[BEGIN Text provided]

The story goes like this: Intel let Kingston build a value version of its X25-M G2 drives. This became the 40GB Kingston V Series Boot Drive. When Intel added TRIM support to the G2 drives, Kingston was told to wait. Kingston would get TRIM support when Intel launched its own 40GB version of the G2. Here’s where things get hairy. Intel and Kingston couldn’t work out terms for the TRIM enabled firmware on the V Series Boot Drives. Intel wanted too much money and Kingston wanted to keep the drive price below $100. The outcome? Kingston V Series Boot Drive owners never got official TRIM support and the product was dropped altogether.

This all took place a few months ago. Two things have happened since then. Intel has, as expected, launched its value SSD: the X25-V. This is basically the Kingston drive we reviewed last year, but with official TRIM support. In other words, it’s a X25-M G2 but with only half the channels populated with IMFT NAND. The X25-V is available only in a 40GB capacity (we’ll see an 80GB version based on 25nm NAND in Q4 2010). The drive is priced at $125 and available today. On a side note, Intel’s pricing shows that there wasn’t any room for Kingston to deliver a sub-$100 version of the X25-V.

[END Text provided]
[BEGIN Extracted data]

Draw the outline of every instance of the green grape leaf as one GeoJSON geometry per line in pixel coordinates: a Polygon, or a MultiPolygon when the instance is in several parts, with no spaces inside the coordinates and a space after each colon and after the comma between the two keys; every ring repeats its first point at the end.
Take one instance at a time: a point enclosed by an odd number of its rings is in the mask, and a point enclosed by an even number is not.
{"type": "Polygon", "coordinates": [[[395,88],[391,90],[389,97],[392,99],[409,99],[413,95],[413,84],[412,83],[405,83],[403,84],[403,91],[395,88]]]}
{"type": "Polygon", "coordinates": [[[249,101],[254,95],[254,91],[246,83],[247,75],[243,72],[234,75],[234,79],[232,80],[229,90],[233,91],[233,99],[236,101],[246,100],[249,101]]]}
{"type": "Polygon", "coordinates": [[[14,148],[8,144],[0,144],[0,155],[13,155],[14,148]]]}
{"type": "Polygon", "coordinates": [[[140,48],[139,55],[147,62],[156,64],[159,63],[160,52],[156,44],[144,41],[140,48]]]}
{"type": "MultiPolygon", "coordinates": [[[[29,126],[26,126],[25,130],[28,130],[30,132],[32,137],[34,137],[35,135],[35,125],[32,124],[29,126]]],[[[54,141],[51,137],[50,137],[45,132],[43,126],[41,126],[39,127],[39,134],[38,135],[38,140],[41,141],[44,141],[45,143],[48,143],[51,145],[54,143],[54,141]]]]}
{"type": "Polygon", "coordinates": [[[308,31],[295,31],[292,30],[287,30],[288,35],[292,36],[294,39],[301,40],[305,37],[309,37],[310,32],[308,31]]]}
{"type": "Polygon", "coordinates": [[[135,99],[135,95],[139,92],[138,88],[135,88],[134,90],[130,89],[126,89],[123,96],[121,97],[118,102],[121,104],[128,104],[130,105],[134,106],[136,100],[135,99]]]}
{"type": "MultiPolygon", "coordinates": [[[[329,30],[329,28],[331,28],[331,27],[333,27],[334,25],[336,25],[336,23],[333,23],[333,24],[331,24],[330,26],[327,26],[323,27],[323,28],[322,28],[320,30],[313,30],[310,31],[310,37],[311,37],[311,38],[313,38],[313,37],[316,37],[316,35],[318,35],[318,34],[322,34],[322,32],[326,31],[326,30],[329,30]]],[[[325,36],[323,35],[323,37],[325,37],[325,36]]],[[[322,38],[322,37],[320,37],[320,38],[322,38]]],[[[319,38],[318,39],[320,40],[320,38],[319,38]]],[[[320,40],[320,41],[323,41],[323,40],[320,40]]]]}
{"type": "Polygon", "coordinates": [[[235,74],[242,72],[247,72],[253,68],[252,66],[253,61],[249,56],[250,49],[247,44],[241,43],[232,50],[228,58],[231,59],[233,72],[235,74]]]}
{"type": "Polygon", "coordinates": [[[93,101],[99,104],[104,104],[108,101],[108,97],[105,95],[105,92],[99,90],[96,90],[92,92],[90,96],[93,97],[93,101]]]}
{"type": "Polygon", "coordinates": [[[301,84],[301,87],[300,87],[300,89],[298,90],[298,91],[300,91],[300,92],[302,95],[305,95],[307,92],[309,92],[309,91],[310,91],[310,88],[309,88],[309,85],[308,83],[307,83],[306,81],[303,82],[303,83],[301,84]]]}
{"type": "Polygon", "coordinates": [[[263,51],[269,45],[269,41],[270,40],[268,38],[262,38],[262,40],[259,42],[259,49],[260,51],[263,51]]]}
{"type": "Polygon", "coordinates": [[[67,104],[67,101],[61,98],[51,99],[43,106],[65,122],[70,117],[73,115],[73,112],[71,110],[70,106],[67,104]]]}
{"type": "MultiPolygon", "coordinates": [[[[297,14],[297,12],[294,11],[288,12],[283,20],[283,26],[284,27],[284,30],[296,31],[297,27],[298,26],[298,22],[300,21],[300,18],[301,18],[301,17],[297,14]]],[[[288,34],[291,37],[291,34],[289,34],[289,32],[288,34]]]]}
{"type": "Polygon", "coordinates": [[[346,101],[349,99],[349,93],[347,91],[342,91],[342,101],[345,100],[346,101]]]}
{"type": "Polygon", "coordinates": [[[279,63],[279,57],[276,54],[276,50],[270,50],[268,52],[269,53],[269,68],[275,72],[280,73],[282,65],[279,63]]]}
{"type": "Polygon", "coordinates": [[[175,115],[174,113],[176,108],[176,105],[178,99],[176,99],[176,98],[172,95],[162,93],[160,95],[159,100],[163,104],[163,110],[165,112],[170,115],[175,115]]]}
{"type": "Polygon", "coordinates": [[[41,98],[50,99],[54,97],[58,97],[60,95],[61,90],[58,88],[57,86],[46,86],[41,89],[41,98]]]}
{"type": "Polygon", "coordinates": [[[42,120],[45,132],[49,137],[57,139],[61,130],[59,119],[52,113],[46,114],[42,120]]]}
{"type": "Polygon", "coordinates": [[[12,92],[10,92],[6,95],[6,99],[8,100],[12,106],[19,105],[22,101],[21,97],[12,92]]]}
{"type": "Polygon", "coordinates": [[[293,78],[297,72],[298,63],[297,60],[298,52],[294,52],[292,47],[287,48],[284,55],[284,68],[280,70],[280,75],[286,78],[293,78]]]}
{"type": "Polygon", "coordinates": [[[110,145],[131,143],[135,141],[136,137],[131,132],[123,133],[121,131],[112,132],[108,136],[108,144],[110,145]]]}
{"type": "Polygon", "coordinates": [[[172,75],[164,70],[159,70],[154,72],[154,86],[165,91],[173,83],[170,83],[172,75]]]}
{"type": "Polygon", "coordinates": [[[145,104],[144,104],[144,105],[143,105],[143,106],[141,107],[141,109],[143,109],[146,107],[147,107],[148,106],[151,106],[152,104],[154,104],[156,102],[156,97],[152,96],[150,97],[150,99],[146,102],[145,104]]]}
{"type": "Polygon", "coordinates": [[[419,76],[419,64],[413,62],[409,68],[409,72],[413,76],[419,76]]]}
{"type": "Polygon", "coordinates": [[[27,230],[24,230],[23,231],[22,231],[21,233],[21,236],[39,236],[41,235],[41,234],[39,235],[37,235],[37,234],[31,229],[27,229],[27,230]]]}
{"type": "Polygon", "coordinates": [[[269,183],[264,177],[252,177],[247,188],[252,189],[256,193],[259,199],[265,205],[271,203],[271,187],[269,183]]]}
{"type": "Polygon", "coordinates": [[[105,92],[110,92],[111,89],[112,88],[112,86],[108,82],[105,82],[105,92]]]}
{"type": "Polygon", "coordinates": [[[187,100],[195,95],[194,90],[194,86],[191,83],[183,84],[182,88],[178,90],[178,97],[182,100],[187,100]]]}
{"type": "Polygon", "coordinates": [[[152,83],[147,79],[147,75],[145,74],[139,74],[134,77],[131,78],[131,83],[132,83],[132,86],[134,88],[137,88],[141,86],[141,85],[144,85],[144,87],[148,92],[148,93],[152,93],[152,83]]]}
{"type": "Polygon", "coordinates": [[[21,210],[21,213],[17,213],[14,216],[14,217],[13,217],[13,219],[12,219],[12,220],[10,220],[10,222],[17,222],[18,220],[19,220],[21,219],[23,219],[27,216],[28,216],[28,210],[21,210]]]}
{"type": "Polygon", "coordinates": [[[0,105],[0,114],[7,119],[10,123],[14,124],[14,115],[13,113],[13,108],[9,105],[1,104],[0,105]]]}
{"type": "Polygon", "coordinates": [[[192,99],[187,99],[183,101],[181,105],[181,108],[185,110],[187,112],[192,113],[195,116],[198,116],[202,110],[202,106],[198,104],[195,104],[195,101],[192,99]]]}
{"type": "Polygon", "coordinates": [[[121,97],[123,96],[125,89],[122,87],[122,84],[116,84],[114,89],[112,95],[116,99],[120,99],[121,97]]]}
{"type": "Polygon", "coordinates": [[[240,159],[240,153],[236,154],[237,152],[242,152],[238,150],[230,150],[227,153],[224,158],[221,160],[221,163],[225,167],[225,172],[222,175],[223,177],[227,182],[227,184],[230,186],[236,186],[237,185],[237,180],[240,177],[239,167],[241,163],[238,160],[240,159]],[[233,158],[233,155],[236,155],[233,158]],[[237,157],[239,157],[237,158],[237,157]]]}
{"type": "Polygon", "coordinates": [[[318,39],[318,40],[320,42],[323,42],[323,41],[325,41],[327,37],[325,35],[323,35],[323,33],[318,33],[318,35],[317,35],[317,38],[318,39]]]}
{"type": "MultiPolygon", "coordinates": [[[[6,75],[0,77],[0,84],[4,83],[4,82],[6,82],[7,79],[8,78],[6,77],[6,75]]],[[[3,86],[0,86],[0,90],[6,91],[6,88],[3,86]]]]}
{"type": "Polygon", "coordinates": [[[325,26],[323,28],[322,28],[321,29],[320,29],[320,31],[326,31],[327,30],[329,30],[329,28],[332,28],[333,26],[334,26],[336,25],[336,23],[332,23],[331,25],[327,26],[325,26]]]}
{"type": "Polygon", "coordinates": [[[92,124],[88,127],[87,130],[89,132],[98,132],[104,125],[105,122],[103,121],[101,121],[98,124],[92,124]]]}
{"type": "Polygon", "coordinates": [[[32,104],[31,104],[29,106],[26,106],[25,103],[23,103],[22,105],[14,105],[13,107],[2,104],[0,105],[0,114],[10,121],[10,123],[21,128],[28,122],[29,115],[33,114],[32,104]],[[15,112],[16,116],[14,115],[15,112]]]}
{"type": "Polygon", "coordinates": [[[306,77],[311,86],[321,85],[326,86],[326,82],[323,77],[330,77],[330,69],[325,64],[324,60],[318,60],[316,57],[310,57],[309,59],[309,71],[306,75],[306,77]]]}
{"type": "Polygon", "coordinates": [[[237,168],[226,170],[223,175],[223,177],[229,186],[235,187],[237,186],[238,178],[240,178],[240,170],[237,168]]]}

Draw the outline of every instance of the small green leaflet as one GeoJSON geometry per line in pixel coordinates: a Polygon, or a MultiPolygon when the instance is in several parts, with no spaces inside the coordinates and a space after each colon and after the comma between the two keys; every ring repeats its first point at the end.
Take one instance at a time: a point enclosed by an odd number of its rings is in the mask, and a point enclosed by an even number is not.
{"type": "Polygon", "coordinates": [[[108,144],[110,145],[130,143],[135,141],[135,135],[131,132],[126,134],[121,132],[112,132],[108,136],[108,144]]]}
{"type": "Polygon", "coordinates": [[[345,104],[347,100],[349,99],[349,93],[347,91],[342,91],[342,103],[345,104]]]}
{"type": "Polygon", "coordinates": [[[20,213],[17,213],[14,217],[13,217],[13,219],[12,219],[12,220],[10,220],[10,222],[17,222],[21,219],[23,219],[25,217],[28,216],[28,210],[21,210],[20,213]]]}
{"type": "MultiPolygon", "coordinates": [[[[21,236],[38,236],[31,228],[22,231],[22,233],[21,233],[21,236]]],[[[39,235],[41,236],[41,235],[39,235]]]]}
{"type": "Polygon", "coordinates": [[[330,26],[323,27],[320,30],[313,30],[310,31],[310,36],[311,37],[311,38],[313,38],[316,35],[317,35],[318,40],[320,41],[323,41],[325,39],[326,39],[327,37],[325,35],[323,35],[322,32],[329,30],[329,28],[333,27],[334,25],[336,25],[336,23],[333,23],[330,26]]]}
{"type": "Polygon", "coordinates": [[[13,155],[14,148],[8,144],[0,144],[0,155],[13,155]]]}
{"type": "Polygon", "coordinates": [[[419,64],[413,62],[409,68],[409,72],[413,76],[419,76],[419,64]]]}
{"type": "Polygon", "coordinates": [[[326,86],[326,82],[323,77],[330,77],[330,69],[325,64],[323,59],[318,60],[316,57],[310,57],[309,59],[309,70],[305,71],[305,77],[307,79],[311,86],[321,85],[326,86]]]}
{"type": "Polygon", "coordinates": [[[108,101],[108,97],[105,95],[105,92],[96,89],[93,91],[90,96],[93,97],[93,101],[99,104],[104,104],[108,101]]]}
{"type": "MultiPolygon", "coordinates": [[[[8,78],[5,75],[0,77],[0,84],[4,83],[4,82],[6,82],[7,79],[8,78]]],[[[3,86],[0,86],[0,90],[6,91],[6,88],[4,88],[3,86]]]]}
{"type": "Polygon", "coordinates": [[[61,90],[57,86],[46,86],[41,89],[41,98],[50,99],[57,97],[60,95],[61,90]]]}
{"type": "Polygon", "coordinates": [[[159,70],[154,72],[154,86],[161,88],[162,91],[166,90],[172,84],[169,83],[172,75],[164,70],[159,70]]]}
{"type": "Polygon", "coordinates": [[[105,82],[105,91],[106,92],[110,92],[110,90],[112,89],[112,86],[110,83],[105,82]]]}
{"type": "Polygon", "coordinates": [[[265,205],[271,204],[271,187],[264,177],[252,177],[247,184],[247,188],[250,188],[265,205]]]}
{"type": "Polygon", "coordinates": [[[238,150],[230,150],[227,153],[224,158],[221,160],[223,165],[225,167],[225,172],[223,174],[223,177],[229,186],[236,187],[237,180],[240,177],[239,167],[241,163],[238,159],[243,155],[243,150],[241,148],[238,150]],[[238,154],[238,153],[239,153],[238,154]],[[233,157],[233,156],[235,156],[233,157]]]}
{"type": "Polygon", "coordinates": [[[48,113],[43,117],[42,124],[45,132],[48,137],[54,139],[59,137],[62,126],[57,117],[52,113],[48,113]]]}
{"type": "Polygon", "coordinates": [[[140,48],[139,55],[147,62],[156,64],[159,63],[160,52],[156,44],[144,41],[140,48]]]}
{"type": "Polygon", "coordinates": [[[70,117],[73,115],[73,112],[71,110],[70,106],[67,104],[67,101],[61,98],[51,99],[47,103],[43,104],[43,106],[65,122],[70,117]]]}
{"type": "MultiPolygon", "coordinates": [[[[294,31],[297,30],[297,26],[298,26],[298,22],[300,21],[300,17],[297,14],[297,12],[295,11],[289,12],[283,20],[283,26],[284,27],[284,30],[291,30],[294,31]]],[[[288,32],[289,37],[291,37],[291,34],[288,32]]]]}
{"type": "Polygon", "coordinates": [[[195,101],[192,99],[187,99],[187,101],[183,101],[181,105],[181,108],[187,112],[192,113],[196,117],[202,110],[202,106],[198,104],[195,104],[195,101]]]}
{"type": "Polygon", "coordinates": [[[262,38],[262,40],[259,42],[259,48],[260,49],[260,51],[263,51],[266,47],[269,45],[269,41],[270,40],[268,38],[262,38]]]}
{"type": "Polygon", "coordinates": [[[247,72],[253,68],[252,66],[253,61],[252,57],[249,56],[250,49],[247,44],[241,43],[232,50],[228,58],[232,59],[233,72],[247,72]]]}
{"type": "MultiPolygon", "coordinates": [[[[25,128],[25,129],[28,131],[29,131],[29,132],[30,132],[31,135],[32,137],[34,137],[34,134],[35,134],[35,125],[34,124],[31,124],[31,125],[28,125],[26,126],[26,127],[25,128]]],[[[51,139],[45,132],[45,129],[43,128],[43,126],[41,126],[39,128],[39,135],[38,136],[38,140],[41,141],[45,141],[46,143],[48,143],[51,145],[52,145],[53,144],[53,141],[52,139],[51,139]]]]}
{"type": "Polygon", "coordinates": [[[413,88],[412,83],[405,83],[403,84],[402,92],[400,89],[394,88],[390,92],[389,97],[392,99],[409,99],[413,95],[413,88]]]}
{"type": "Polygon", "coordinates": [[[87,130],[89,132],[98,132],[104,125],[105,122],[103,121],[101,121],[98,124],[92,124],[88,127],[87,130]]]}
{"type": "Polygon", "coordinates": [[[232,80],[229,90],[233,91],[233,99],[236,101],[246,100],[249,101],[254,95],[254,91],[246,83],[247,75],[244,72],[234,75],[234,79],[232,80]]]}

[END Extracted data]

Directions —
1 – Name each SSD model mentioned in the SSD article.
2 – Write the next part of the SSD article, picking up after its last sentence.

Answers to the problems —
1 –
- Intel X25-M G2
- Kingston V Series Boot Drive (40GB)
- Intel X25-V

2 –
The second thing to happen was that Kingston built another V Series Boot Drive, this time based on a Toshiba controller with 32GB of MLC NAND on board. The price? $124.99 for an upgrade kit. Kingston appears to be going head to head with Intel in the value SSD space. Ballsy. Update: Kingston has pointed out that despite the $124.99 MSRP, Newegg is currently selling the drive for $114.99 with an additional $30 mail in rebate that will drop the total price to $84.99 after rebate.

Meanwhile, OCZ recently announced its Onyx SSD based on a newer low cost Indilinx controller. The target price? Sub-$100. Unfortunately we’ll have to wait a little longer on it as the final firmware is still being ironed out. Instead, today’s comparison takes place exclusively at $125 and is between Intel and Kingston. Former bedmates, the two now have equally compelling entry-level SSD offerings.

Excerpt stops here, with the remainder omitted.